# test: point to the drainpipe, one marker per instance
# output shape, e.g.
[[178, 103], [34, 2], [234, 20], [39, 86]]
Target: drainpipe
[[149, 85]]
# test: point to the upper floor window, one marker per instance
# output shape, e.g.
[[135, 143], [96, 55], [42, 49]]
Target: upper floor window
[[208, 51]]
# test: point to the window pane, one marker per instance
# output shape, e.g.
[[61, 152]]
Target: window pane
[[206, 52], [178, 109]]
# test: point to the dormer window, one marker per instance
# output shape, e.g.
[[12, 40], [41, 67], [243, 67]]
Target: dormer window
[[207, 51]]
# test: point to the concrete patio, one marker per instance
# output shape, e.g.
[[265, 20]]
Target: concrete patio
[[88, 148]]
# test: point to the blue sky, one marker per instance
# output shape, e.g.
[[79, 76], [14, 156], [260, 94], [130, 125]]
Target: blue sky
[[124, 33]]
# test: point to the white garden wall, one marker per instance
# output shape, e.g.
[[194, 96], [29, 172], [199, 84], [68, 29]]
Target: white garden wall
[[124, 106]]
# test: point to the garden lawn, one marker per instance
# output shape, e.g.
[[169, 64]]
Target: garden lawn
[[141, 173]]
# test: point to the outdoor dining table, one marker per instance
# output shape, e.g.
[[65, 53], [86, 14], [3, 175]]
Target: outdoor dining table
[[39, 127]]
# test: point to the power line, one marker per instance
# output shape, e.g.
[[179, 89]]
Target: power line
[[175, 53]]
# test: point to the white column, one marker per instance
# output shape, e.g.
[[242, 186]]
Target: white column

++++

Task objective ::
Copy out the entire listing above word for word, from its first line through its last.

Reply to the exercise ::
# test: point to the drainpipe, one marker per instance
# output shape, e.g.
[[178, 103], [34, 2], [234, 20], [39, 86]]
Target: drainpipe
[[149, 85]]
# test: point to the upper floor window, one marker per instance
# output shape, e.g.
[[135, 143], [96, 55], [42, 49]]
Target: upper floor window
[[208, 51]]
# test: point to the window pane, one marker per instance
# output shape, e.g.
[[61, 152]]
Target: window pane
[[206, 52], [178, 109]]
# test: point to the dormer window, one marker per instance
# output shape, e.g.
[[12, 40], [41, 67], [243, 67]]
Target: dormer window
[[207, 51]]
# test: point to the concrete patio, one marker per instance
# output shape, e.g.
[[265, 20]]
Target: concrete patio
[[88, 148]]
# test: point to the blue sky, one marker per instance
# output shape, e.g.
[[79, 76], [14, 156], [260, 94], [130, 125]]
Target: blue sky
[[124, 33]]
# test: point to the white garden wall, one marker per instance
# output shape, e.g.
[[194, 96], [29, 172], [199, 84], [68, 29]]
Target: white garden wall
[[124, 106]]
# test: point to the garden lawn, one marker per instance
# output shape, e.g.
[[169, 64]]
Target: garden lawn
[[141, 173]]
# test: point to the outdoor dining table, one marker per instance
# output shape, e.g.
[[65, 53], [86, 14], [3, 175]]
Target: outdoor dining table
[[39, 127]]
# test: point to the power line, one marker per instance
# output shape, e.g.
[[179, 89]]
Target: power line
[[175, 53]]
# test: point to the white column, one marker per instance
# output shape, e.g.
[[242, 186]]
Target: white column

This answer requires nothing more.